ACTION ITEM => Look through the lines below and extract each one that contains "horse".

Saved data entries
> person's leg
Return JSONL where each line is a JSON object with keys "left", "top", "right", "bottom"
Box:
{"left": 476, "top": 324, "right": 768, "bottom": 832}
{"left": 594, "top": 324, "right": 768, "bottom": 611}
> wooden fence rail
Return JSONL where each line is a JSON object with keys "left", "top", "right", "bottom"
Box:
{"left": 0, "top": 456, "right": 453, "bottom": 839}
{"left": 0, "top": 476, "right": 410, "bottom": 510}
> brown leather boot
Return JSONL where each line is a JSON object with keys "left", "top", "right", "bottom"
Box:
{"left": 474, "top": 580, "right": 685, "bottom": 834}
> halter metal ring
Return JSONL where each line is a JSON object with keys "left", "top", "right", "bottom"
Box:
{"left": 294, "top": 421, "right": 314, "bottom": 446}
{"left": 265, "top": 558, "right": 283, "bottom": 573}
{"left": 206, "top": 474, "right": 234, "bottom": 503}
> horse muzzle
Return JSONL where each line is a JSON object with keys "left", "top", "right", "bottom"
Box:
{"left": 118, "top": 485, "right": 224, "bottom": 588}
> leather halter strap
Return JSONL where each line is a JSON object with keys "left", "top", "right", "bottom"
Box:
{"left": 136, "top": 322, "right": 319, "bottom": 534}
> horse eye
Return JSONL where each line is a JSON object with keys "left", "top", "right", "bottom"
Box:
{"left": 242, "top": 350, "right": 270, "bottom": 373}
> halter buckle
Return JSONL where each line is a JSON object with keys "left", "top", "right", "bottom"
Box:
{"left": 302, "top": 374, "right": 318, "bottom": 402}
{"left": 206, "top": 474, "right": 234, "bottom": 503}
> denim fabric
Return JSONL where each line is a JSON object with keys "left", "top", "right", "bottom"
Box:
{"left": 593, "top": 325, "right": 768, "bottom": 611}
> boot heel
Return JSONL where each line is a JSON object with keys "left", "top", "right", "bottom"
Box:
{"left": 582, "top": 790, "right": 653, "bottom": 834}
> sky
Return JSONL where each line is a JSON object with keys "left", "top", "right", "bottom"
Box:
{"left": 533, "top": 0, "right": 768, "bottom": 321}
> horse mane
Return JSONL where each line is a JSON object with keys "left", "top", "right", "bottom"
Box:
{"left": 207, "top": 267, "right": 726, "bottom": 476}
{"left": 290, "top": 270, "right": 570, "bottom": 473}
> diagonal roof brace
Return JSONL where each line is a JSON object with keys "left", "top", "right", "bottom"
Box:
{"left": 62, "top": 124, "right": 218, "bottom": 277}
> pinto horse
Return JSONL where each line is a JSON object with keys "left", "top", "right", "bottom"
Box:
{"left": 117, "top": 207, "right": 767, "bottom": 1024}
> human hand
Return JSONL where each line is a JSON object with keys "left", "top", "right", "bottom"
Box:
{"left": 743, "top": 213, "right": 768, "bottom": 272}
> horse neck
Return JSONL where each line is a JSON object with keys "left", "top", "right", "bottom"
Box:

...

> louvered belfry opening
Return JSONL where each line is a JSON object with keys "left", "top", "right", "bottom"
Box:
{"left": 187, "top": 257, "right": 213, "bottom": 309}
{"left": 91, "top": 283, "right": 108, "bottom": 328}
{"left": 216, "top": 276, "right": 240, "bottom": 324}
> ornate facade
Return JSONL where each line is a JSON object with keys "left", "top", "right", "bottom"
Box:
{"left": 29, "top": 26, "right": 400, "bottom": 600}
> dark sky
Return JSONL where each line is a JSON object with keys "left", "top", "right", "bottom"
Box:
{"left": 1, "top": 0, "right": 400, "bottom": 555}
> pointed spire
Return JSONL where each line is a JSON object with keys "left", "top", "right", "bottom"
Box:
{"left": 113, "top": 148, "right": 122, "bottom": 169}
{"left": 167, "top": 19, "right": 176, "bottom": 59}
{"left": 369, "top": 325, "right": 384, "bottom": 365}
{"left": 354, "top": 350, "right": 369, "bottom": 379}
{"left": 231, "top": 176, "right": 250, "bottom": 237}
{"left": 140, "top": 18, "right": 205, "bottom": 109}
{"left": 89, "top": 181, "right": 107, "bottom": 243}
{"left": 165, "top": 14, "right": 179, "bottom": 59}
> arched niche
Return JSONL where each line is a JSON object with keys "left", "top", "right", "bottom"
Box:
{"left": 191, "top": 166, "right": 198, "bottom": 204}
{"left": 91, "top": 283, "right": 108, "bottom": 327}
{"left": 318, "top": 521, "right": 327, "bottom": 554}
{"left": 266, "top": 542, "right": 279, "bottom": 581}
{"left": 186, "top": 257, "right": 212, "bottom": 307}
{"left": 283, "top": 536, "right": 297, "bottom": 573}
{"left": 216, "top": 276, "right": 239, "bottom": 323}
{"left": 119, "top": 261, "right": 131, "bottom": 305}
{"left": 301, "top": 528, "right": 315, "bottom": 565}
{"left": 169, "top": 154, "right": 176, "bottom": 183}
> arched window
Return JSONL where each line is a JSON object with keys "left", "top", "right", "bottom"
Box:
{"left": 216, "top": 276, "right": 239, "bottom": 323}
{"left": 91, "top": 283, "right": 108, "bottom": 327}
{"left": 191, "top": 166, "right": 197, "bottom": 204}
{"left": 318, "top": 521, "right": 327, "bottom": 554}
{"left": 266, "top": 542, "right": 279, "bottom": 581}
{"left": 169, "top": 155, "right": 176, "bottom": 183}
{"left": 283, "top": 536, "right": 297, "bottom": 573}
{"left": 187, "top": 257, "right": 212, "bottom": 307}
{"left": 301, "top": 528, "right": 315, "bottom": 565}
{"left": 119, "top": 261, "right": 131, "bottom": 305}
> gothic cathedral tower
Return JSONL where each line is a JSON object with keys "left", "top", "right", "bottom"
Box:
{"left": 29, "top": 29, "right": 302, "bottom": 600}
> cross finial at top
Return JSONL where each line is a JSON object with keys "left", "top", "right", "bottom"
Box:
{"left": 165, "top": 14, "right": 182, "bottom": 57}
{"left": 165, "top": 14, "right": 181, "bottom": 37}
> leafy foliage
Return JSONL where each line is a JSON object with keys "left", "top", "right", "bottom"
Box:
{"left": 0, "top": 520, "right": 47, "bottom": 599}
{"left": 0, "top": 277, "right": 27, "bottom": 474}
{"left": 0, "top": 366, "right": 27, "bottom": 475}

OUTPUT FOR THIS EXERCISE =>
> horse muzzle
> horse eye
> horse mane
> pinto horse
> horse neck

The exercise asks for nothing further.